[[ EXTRACTED TEXT open ]]

Sunday, April 20, 2008

Did they say that?

1. Location: Zimbabwe. Parliamentary & presidential elections held March 29th, all indicators that the MDC and Morgan Tsvangirai came out ahead of the ruling ZANU-PF and Robert Mugabe; no presidential results announced yet; the government accusing the opposition of treason and plotting “illegal regime change’; riot police and security forces deployed across the country in a show of force; all this against a backdrop of the economy cratering. South African President Thabo Mbeki on a visit declares “There is no crisis in Zimbabwe.

2. Location: New York. A construction worker who is a Boston Red Sox fan buried a jersey of his favorite team in the concrete of the new Yankee stadium “to curse” them. Apparently he couldn’t keep his mouth shut; the Yankees found out and dug up the jersey. Yankees President Randy Levine said "The first thought was, you know, it's never a good thing to be buried in cement when you're in New York. But then we decided, why reward somebody who had really bad motives and was trying to do a really bad thing?" Levine said the shirt would be cleaned up and sent to a charity affiliated with Boston's Dana-Farber Cancer Institute. "Hopefully the Jimmy Fund will auction it off and we'll take the act that was a very, very bad act and turn it into something beautiful," Levine added. Really bad, very bad!

[[ EXTRACTED TEXT closed ]]

EXERCISE DESCRIPTION
Please carry the "Did they say that?" post forward from its last line. The records that come next have nothing to do with this post.

[[ INFORMATION SUPPLIED open ]]

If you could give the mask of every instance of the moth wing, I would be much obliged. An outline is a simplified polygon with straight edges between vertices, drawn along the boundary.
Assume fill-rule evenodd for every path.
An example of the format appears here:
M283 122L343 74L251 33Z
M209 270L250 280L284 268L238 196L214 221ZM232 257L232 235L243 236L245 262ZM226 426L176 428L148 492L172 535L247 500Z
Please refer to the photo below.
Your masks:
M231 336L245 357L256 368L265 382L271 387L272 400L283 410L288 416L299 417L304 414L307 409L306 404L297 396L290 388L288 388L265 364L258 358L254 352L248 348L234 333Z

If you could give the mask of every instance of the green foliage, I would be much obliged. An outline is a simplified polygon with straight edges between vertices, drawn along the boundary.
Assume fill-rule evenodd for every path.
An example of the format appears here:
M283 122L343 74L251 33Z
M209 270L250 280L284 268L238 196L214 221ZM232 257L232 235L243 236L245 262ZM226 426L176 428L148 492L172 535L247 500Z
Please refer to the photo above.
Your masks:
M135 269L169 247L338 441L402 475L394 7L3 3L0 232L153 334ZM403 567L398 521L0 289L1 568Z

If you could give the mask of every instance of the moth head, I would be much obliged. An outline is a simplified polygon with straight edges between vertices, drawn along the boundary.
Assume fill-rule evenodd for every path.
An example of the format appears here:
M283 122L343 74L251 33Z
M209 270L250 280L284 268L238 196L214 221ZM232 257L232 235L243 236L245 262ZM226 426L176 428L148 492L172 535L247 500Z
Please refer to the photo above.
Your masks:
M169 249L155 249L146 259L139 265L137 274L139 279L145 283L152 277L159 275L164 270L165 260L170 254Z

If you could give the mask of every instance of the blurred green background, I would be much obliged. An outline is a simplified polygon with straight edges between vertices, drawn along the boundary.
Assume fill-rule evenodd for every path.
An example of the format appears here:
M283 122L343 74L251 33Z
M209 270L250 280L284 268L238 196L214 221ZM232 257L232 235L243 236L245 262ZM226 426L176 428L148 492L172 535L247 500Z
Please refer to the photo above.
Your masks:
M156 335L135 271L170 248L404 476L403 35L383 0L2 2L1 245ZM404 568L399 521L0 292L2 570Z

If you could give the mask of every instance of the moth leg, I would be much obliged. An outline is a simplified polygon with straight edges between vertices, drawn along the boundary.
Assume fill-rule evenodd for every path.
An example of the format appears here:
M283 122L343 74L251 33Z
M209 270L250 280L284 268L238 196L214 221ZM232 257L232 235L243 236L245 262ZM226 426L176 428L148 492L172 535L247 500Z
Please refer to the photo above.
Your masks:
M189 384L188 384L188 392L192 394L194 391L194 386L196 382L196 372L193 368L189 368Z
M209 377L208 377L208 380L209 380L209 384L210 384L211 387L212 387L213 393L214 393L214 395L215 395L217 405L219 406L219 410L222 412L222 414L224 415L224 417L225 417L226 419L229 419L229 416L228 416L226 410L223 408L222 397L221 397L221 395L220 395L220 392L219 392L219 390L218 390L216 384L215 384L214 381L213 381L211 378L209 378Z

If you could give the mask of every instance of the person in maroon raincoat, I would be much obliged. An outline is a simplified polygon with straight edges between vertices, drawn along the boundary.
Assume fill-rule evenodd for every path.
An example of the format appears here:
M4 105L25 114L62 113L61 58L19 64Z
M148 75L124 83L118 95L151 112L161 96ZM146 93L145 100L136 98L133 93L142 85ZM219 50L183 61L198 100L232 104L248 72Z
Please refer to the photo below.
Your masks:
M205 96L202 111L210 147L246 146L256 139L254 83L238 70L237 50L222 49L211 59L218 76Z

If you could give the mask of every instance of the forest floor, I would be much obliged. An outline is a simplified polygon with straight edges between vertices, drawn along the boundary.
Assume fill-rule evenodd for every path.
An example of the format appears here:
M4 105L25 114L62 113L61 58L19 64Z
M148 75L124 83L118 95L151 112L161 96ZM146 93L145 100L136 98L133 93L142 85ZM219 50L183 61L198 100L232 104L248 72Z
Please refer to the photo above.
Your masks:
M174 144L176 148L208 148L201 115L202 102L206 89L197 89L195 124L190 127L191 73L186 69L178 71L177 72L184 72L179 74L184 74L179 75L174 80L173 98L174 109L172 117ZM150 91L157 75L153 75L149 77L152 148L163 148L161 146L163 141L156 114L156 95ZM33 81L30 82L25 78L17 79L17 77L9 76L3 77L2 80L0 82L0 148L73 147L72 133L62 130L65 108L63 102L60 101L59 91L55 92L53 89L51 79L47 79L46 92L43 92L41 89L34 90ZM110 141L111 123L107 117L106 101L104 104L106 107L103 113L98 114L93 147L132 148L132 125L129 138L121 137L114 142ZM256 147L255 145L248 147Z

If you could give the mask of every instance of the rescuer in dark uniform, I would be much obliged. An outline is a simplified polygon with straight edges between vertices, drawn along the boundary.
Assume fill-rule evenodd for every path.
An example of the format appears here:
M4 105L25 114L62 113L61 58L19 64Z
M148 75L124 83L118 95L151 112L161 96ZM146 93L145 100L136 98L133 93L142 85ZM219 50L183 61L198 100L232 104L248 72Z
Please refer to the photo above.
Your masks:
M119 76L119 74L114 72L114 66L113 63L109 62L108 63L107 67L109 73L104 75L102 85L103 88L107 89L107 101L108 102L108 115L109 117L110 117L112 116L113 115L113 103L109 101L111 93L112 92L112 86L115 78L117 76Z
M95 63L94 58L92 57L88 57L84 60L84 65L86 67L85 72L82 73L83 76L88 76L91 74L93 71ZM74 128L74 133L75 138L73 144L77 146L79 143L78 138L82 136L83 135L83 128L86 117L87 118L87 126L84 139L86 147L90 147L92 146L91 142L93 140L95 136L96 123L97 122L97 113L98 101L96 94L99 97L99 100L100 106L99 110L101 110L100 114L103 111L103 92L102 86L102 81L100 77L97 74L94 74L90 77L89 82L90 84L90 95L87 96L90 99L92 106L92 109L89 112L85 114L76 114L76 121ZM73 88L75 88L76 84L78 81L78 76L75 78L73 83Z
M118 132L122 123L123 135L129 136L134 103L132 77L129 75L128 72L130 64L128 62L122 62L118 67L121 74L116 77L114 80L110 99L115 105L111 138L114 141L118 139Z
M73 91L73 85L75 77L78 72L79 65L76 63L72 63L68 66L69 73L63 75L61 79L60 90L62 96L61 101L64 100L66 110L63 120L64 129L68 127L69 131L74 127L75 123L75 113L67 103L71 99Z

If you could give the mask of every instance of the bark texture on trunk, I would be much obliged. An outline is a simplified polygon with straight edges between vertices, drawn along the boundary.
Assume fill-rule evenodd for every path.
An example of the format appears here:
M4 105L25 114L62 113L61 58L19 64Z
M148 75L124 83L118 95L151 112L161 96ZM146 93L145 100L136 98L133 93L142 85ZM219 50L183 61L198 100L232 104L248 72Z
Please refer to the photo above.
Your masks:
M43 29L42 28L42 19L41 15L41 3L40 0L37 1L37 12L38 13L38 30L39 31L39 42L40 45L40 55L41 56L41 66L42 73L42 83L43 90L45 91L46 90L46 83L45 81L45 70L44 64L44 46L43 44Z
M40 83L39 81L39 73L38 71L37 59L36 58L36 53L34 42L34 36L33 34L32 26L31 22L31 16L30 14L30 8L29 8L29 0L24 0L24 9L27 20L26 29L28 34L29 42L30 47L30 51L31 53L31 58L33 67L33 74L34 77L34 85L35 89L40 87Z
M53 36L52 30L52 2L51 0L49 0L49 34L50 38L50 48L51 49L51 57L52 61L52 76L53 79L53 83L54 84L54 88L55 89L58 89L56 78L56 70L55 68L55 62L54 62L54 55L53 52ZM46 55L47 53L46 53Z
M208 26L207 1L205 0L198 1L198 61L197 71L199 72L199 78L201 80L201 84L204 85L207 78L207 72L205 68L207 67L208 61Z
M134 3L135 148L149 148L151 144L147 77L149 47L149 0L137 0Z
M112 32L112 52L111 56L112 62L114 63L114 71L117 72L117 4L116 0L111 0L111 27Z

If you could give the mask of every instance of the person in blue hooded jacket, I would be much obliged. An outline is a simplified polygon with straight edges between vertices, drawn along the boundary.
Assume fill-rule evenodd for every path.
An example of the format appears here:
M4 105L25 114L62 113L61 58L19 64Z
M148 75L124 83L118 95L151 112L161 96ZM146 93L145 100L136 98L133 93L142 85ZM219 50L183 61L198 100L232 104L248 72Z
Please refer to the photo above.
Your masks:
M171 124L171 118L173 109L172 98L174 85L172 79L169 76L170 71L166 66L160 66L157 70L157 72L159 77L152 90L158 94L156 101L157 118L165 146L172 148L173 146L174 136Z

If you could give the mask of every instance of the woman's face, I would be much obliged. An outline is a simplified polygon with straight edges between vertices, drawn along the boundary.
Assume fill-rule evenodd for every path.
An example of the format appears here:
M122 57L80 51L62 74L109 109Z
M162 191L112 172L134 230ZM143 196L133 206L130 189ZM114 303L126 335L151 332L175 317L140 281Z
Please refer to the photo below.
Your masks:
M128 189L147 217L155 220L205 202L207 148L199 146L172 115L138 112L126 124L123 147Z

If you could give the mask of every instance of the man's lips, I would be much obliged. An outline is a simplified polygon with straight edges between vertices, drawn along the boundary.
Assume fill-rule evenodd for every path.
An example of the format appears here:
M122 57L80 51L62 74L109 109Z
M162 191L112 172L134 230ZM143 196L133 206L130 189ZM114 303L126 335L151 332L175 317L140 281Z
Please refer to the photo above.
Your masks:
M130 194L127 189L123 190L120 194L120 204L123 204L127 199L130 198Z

[[ INFORMATION SUPPLIED closed ]]

ANSWER TO THIS TASK
Yankees curse foiled by construction workers

3. Colin Powell exited the Bush administration with his reputation slightly tarnished (by his UN allegations of Iraqi WMD that turned out to be chimeric) but mostly intact. He then remained mum, avoiding any criticism of the Bush administration. However retired U.S. Army Col. Larry Wilkerson, Powell’s chief of staff from when he was Secretary of State, made a splash when he came out strongly against poor treatment of detainees; laid responsibility at the door of Vice President Cheney; and said that Powell had no first-hand knowledge of how abuse/torture had come about. His views were taken as reflecting the views of Powell, and (see linked article below) “in many ways Wilkerson's sizzling speech was a vital part of the effort to preserve Powell's legacy and indicate that he didn't sign off on the administration's efforts to institutionalize soft torture techniques or ignore the Geneva Conventions…. Wilkerson saved Powell's reputation in the eyes of some people…” Powell did not agree with or deny Wilkerson’s characterization.

Now evidence has come out that mistreatment and ‘enhanced interrogation techniques” i.e. torture were discussed in precise detail at the Principals meeting, of which Powell was a key part. When asked re this Colin Powell said that he didn't have "sufficient memory recall" about the meetings & that he had participated in "… many meetings on how to deal with detainees…” & “…"I'm not aware of anything that we discussed in any of those meetings that was not considered legal” Way to go!